Put the items from the start through the line containing "column 95, row 23", inclusive, into a two-column CSV with the headers text and answer, one row per item. Enclose each field in quotation marks and replace line breaks within a field with spaces.

* [Point placement items]:
— Start —

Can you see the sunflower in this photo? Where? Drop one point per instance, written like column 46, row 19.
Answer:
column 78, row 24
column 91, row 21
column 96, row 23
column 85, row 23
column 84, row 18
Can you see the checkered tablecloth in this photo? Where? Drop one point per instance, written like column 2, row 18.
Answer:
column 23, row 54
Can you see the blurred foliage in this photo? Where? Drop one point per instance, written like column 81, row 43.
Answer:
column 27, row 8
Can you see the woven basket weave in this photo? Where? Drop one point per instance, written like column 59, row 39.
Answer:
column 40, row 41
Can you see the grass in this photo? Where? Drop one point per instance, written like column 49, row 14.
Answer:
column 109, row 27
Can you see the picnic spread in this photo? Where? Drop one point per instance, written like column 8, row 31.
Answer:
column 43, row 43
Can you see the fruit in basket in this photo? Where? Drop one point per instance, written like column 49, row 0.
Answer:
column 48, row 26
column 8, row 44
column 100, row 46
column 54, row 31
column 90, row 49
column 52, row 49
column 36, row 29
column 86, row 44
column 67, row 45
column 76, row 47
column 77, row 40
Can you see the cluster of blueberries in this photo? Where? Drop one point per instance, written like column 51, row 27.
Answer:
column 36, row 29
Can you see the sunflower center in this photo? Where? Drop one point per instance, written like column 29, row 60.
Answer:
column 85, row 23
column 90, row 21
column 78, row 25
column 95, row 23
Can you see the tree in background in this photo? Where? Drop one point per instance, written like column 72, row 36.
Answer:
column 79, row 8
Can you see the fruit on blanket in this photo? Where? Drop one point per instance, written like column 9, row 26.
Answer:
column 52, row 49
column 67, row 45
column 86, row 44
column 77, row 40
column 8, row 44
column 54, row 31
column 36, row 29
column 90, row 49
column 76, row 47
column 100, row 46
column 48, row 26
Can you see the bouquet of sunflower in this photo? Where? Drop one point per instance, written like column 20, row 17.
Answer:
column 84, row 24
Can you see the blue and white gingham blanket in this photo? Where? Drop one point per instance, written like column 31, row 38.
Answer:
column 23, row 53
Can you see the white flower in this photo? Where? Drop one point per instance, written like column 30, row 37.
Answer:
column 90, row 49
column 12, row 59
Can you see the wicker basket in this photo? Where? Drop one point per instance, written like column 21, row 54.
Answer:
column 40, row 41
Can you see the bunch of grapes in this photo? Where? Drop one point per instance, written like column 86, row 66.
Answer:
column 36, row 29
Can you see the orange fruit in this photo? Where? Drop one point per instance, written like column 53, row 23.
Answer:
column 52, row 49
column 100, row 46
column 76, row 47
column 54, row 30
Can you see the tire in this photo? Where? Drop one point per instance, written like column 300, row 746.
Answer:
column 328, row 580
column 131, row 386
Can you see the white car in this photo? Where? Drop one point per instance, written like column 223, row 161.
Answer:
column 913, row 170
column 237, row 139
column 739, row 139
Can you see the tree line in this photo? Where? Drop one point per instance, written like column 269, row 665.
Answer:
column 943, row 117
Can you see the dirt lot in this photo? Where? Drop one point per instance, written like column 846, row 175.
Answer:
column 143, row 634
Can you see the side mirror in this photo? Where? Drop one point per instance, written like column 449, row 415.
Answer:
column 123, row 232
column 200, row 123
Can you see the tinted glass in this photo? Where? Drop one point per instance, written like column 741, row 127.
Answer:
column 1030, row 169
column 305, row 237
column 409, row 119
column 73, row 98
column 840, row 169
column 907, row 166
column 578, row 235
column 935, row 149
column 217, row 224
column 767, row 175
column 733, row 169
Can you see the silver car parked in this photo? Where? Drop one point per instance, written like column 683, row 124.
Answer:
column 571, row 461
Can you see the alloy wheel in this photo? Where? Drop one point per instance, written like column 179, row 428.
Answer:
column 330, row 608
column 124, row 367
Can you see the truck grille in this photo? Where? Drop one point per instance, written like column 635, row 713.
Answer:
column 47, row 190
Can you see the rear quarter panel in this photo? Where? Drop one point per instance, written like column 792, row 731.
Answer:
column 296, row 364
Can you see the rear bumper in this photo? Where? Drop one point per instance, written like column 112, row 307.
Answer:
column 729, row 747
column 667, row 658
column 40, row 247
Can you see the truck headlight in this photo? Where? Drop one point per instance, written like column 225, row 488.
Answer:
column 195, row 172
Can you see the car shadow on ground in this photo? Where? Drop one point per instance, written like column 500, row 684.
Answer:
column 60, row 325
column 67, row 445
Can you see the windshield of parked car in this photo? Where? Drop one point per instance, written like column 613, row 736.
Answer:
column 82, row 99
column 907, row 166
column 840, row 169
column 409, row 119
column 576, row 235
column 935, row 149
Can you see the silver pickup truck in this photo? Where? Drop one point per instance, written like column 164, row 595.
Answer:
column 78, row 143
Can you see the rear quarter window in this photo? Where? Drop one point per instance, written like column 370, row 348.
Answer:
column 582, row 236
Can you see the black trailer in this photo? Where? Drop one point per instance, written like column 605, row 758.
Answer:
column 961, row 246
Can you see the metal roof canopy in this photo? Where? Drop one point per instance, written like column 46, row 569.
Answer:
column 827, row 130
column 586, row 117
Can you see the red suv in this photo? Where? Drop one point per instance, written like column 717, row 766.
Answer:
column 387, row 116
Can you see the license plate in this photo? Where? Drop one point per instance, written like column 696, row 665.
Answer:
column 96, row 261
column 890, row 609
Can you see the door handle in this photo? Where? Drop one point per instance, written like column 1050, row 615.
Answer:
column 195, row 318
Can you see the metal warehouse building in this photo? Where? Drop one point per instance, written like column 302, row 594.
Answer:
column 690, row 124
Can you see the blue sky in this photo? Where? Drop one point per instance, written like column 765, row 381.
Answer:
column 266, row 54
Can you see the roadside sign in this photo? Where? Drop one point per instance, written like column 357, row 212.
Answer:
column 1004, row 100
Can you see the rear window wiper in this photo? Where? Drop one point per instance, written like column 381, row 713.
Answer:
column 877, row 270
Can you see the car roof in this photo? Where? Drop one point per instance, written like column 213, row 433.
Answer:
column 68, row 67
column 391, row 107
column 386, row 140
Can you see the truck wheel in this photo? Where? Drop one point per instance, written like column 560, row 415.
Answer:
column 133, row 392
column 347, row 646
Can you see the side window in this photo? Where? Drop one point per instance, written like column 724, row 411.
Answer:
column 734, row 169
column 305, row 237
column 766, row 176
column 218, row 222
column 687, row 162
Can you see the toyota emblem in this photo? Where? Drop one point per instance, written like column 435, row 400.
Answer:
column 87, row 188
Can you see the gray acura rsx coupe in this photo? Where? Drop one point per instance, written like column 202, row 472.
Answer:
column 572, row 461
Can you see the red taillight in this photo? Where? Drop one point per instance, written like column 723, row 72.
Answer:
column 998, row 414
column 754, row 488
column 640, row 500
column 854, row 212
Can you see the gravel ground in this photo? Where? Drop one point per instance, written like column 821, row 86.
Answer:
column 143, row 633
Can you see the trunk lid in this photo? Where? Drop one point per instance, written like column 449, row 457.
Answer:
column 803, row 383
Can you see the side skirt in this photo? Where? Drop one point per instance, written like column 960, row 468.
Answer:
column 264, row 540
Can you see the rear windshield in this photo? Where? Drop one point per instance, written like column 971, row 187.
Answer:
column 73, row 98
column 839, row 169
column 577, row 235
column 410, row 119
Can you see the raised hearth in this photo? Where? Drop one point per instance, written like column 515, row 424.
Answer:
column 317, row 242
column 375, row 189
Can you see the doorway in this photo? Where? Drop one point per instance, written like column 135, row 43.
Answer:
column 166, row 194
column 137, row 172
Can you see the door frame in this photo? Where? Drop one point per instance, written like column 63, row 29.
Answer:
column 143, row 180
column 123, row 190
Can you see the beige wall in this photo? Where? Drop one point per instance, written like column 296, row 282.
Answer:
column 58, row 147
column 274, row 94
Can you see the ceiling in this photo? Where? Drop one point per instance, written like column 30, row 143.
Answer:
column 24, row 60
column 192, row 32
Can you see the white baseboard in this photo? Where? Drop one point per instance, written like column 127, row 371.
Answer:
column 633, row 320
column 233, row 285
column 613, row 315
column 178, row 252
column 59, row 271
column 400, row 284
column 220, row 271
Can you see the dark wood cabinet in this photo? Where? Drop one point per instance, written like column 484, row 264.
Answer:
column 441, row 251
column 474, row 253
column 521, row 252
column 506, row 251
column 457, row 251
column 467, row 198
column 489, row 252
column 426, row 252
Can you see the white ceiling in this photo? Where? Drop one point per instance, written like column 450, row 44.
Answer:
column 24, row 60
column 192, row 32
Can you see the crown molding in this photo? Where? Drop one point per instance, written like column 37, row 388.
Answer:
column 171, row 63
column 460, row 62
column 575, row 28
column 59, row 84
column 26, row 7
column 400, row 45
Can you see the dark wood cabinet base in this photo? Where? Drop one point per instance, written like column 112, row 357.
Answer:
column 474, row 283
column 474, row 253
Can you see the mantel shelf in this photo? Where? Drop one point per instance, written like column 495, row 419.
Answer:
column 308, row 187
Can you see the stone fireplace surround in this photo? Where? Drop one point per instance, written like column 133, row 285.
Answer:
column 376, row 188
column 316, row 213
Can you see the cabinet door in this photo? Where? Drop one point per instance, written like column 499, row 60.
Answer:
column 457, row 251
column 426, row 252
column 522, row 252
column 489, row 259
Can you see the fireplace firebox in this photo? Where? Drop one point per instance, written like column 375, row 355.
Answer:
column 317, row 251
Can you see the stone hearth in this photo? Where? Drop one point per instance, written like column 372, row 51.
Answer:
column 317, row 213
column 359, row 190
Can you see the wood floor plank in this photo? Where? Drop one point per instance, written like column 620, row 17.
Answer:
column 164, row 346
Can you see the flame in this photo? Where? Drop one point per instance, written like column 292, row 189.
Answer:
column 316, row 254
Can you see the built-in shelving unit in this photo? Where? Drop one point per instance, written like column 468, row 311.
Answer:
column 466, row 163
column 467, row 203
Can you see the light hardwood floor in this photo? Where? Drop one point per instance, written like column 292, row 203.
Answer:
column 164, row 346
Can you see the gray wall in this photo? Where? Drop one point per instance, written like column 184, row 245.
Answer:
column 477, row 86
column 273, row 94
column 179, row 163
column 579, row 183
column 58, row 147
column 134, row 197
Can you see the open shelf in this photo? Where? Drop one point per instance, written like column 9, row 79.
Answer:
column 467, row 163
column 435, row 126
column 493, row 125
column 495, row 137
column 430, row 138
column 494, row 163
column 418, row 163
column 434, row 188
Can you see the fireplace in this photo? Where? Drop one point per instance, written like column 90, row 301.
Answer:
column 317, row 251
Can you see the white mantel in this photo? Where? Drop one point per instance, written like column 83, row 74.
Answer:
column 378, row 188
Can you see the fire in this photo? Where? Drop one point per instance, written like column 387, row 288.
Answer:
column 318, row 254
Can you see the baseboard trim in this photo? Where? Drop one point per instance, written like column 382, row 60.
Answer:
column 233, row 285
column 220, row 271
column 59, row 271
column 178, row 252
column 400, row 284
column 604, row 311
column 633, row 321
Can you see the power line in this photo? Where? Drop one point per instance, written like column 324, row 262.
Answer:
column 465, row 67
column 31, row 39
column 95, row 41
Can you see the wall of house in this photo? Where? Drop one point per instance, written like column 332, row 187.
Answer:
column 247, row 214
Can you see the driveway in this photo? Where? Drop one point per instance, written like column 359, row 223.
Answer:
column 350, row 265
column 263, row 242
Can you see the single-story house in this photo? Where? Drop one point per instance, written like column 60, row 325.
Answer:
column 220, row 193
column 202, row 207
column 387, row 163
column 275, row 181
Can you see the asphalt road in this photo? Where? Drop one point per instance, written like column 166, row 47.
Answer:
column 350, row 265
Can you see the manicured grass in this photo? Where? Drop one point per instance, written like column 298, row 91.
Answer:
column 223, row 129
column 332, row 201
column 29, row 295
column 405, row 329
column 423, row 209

— End —

* [Solution to this exercise]:
text,answer
"Can you see the sunflower in this photo? Where? Drop one point per instance, written like column 46, row 19. Answer:","column 78, row 24 column 91, row 21 column 96, row 23 column 85, row 23 column 84, row 18"
"Can you see the checkered tablecloth in this photo? Where? Drop one point per instance, written like column 2, row 18. Answer:","column 23, row 54"
"Can you see the blurred foliage in this photo? Where? Drop one point per instance, written like column 81, row 43. Answer:","column 27, row 8"
"Can you see the woven basket weave in this photo? Where? Drop one point per instance, written like column 59, row 39. Answer:","column 40, row 41"
"Can you see the grass in this photo? Where? Drop one point per instance, written like column 49, row 14. Answer:","column 109, row 27"
"Can you see the picnic spread in this photo? Where? Drop one point per instance, written like column 8, row 31. Answer:","column 43, row 43"
"Can you see the fruit in basket in this photo? Where? Drop one point per instance, written like column 49, row 0. Answer:","column 48, row 26 column 8, row 44 column 100, row 46 column 54, row 31 column 90, row 49 column 52, row 49 column 36, row 29 column 86, row 44 column 67, row 45 column 76, row 47 column 77, row 40"
"Can you see the cluster of blueberries in this photo? Where? Drop one point per instance, written like column 51, row 27. Answer:","column 36, row 29"
"Can you see the sunflower center in this photo? Where? Drop one point per instance, written like column 29, row 60. Answer:","column 85, row 23 column 90, row 21 column 78, row 25 column 95, row 23"